Given problem 1: In the comment about D'Souza and Hanson, where did the writer see D'Souza speak?
Given problem 2: Carry on the comment about D'Souza and Hanson from its last sentence.

Extract to read:
Real conserevatives have what they see as the perfect, final understanding of precisely what American society is supposed to be: a society characterized by the implementation and practice of the moral code of Christianity as they understand it. Of course their understanding of Christianity, which is essentially fundamentalist and evangelical, is the only legitimate understanding.


America The Blameworthy
Haven't read the book-- just saw D'Souza's interview on C-Span. From that, he seems misrepresented here. First, it seems reasonable to examine why we were attacked on 9/11. As soon as you do, and say, "I think it was reason A, not reason B", you can easily be accused of having "blamed" someone or something. From that perspective, three-quarters of Hanson's article is meaningless right from the start. Second, Hanson almost implies that D'Souza thinks the left wants to see Muslim radicals beheading people on the Whitehouse lawn. D'Souza says that he has always defended the left from charges that they "hate America". It's a matter of the left wanting a different America, and having different foreign policy interests, than the right. Why as Hanson says, did bin Laden think America provided the "best propaganda coup for galvanizing other Muslims" if not that America and its culture represents something potentially "galvanizing" in the radical Muslim mind? America is an extraordinary nation, but if there ever really was a time when we could afford not to care about our reputation overseas, that time is past. D'Souza's interview at least, seemed thoughtful and scholarly. (Hanson's article on the other hand--empty and glib)

Information provided:
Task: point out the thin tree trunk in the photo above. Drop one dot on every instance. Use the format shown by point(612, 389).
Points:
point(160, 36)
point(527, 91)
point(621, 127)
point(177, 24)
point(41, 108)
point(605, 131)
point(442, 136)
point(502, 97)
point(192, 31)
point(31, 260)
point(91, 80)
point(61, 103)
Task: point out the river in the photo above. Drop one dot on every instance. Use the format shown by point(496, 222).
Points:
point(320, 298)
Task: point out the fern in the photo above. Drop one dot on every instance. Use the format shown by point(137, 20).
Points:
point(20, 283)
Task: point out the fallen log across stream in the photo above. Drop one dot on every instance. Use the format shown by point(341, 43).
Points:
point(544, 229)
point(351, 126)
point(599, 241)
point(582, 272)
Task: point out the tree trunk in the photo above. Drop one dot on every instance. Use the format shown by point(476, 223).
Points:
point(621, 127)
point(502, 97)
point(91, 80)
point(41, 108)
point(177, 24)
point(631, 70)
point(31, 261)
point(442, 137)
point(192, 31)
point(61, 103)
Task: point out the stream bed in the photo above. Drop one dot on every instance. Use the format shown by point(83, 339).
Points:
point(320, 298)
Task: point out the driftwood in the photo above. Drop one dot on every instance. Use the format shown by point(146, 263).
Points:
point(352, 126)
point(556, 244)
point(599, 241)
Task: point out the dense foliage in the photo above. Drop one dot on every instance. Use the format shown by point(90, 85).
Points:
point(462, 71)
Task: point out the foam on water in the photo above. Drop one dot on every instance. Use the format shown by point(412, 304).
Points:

Result 1: In an interview on C-Span.

Result 2:
CT
You have to remember that they see things only from a humanistic perspective.

Even many Christians. That's why they are so involved in politics and look for political solutions to these things.

Sorry, but
as a Christian, I believe there are several reasons for 9/11. Yes, the radical murderers who did it are to blame. However, culturally, we are a decadent society according to biblical standards. If anyone believes that God is well pleased with our society, I think that person is blind. There are many examples in the Bible of God judging nations, even using other nations that were evil as his sword.

Lydia
I dunno. I kinda liked Bibsy.

Fergus
You misread my last paragraph.

My point is not that some guy like Qutb
is going to be upset. Let them be, screw
them if they don't like or understand our
freedoms.

My point is that others who are probably
as rational as you and me can look at our
actions overseas and see America as the
enemy because we did some bad things or
are connected to bad things - Israel,
Iran from 1953 to 1989, the support of the
Sauds, etc.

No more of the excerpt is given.